Records from a dataset -
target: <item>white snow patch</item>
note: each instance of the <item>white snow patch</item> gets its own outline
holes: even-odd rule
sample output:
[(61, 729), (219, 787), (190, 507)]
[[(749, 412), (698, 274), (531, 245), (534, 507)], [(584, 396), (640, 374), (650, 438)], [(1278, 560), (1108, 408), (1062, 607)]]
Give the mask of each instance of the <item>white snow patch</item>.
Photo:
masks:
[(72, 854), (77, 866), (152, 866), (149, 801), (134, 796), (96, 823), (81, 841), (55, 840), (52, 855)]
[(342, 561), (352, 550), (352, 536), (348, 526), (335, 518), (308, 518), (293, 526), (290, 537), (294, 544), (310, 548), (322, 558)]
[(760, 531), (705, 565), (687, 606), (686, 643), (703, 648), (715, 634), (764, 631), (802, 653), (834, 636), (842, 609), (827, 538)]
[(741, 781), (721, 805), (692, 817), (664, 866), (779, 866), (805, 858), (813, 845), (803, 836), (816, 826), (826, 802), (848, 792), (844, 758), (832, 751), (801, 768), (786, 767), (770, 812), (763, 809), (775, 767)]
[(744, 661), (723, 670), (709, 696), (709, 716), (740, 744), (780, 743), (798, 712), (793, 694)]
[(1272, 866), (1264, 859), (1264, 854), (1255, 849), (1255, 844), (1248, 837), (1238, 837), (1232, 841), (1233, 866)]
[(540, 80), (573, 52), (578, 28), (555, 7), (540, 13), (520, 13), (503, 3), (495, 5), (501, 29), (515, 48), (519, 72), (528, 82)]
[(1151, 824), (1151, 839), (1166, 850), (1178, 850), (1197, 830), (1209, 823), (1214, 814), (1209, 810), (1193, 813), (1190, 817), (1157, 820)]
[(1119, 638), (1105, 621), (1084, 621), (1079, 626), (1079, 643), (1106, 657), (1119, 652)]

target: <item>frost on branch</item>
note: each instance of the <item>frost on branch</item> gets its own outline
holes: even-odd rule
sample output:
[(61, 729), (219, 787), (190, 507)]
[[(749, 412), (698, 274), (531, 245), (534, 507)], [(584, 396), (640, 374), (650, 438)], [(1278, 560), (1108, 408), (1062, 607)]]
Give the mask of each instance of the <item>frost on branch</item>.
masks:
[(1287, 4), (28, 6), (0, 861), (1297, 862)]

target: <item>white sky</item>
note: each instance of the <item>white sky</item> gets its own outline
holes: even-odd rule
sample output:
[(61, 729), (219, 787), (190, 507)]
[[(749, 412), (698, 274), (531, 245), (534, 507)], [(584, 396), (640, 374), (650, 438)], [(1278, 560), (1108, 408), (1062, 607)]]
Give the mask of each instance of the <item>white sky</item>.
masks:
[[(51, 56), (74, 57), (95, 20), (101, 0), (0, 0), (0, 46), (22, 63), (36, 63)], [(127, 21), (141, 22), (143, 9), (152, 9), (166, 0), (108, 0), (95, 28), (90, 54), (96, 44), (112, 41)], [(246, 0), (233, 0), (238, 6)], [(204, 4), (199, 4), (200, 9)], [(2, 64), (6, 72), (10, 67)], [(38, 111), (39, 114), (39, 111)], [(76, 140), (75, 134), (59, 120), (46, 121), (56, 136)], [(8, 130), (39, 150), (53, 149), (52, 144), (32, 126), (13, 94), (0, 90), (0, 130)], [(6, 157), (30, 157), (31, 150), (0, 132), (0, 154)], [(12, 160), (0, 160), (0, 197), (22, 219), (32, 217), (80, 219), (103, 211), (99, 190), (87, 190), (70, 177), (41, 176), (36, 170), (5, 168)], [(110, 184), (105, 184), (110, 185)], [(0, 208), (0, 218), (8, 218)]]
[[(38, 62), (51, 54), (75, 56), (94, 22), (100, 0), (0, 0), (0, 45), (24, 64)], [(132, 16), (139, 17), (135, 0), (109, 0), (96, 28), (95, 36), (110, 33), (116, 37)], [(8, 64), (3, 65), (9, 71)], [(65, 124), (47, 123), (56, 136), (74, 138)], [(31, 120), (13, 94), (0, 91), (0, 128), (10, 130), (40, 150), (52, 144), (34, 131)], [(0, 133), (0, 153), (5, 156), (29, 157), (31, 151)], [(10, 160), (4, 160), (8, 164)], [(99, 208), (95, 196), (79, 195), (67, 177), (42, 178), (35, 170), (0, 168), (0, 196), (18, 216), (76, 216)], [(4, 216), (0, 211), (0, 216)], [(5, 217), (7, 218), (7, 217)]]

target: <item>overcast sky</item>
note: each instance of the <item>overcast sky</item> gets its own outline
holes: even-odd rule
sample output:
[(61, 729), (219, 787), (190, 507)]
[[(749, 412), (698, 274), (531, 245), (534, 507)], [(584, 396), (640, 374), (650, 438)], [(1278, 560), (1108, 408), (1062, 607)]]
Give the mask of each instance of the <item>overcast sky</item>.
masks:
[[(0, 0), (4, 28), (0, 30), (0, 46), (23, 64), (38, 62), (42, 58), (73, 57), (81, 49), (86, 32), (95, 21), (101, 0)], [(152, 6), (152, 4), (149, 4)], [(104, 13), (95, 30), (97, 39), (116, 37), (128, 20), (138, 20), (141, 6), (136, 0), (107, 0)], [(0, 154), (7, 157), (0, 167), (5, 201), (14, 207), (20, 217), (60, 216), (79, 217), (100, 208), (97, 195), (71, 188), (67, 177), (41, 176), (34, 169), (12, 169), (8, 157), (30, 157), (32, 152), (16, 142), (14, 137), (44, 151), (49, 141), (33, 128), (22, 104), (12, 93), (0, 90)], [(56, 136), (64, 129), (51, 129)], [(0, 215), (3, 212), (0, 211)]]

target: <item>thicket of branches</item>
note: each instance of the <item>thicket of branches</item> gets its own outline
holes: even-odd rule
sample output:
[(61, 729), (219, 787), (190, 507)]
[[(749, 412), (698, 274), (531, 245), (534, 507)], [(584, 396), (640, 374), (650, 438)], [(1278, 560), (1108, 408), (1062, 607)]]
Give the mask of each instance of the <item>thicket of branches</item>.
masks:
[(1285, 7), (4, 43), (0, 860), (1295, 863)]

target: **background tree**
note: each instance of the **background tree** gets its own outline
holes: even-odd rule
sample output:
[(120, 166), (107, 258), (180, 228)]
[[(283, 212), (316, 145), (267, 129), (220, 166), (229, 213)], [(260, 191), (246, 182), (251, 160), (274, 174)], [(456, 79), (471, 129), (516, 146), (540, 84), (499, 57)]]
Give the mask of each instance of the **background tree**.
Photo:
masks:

WORK ITEM - Extract every line from the one with "target: <item>overcast sky</item>" down to the final line above, both included, exactly as written.

RESPONSE AREA -
target: <item>overcast sky</item>
note: each instance of the <item>overcast sky</item> gets its own outline
holes: even-odd rule
sample output:
[(61, 729), (219, 787), (190, 507)]
[[(749, 412), (698, 274), (531, 245), (534, 507)], [(584, 396), (640, 374), (650, 438)], [(1278, 560), (1108, 408), (1062, 607)]]
Give the mask of each instance of the <item>overcast sky</item>.
masks:
[[(0, 0), (4, 28), (0, 30), (0, 46), (23, 64), (38, 62), (42, 58), (73, 57), (81, 49), (86, 32), (95, 21), (101, 0)], [(152, 6), (152, 4), (149, 4)], [(104, 13), (95, 30), (97, 39), (116, 37), (128, 20), (138, 20), (141, 6), (136, 0), (107, 0)], [(0, 154), (7, 157), (0, 167), (5, 201), (14, 207), (20, 217), (60, 216), (79, 217), (100, 208), (97, 195), (71, 188), (67, 177), (41, 176), (34, 169), (12, 169), (8, 157), (30, 157), (32, 152), (16, 142), (14, 137), (44, 151), (49, 141), (33, 128), (22, 104), (12, 93), (0, 90)], [(56, 136), (64, 129), (51, 129)], [(0, 215), (3, 212), (0, 211)]]

target: <item>thicket of branches</item>
note: each instance of the <item>thicket of branches</item> gets its own outline
holes: even-odd rule
sample output:
[(61, 729), (219, 787), (190, 507)]
[[(749, 412), (698, 274), (531, 245), (534, 507)], [(584, 396), (640, 374), (650, 438)], [(1278, 560), (1108, 408), (1062, 607)]]
Give the mask of each instance of the <item>thicket of branches</item>.
masks:
[(1285, 7), (4, 43), (0, 860), (1295, 863)]

target: **background tree**
note: each instance of the **background tree** gets its own outline
holes: even-odd rule
sample output:
[(120, 166), (107, 258), (180, 228)]
[[(283, 212), (316, 145), (267, 129), (220, 166), (229, 213)], [(260, 191), (246, 182), (251, 160), (274, 174)], [(456, 79), (471, 129), (516, 146), (540, 84), (499, 57)]]
Give the mask of each instance of the **background tree**.
Photo:
masks:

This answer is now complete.